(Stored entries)
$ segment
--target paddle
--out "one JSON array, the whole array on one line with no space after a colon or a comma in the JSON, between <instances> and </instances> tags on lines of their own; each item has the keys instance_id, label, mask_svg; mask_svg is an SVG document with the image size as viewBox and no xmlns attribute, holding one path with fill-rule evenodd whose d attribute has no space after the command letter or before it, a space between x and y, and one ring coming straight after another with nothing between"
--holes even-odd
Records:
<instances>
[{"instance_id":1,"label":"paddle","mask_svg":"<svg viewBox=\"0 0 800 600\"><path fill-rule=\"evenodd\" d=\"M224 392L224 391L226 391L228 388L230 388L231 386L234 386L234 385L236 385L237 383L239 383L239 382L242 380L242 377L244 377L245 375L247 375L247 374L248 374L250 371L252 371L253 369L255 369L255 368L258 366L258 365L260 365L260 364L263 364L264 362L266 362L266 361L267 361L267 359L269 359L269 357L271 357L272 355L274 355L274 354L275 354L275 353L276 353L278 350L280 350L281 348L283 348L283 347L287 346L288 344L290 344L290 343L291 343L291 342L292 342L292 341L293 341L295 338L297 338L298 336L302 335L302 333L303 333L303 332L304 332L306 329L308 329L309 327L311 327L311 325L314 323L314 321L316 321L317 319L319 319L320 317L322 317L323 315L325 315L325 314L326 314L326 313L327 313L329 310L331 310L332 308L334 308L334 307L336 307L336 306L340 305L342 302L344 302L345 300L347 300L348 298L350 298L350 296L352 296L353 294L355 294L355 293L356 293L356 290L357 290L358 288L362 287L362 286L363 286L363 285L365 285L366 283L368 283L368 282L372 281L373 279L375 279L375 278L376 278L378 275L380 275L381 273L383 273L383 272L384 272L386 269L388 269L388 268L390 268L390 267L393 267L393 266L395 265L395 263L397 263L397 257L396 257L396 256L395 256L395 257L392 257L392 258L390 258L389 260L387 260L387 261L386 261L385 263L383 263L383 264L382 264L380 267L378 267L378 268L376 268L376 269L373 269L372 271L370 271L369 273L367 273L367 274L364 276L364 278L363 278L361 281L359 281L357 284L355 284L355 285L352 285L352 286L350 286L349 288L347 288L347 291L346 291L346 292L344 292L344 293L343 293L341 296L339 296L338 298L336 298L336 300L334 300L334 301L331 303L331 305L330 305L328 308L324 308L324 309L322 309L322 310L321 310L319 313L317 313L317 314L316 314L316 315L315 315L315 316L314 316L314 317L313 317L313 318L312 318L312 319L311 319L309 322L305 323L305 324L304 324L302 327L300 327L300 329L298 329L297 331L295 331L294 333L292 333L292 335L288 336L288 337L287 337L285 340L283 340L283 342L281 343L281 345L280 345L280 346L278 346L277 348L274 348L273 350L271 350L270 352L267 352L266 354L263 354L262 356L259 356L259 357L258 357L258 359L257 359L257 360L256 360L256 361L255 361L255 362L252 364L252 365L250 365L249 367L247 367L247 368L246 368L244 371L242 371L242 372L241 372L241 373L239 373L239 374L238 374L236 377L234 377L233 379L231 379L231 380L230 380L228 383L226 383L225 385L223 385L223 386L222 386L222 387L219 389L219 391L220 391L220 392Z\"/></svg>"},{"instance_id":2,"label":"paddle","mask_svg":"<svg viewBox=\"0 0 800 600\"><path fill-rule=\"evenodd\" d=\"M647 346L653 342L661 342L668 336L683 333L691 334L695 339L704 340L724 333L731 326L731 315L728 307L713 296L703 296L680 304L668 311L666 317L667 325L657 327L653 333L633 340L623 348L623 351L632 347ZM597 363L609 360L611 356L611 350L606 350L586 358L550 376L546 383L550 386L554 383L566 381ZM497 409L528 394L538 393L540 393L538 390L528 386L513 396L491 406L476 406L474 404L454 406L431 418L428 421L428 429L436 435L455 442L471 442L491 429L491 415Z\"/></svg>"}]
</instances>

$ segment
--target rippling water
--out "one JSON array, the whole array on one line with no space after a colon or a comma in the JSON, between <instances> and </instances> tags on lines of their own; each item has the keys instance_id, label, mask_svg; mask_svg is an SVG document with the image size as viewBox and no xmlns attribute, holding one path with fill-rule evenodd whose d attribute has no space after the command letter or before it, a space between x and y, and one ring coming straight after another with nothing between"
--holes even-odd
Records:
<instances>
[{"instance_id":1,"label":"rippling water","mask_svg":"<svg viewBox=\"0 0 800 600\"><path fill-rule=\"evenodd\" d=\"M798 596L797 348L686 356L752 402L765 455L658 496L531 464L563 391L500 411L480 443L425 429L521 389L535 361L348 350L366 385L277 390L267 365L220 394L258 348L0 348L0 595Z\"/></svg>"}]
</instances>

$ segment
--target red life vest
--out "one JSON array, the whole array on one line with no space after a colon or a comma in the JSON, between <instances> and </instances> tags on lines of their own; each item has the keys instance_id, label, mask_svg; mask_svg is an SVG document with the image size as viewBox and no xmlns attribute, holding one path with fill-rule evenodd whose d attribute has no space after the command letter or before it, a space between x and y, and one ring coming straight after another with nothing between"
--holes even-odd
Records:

PROMPT - Set down exactly, and only, the lines from the one containing "--target red life vest" to the final line of the data.

OUTPUT FOR THIS TASK -
--target red life vest
--out "one JSON array, the whole array on one line with no space after a colon or a comma in the JSON, between <instances> and </instances> tags on lines of their own; each item has the keys instance_id, label, mask_svg; mask_svg is an SVG document with the image size as viewBox and no xmlns attribute, holding one path with fill-rule evenodd whose d attribute has no space after the command letter or before it, a space between x and y, and one ring coming straight after another with nothing between"
--holes even-odd
Records:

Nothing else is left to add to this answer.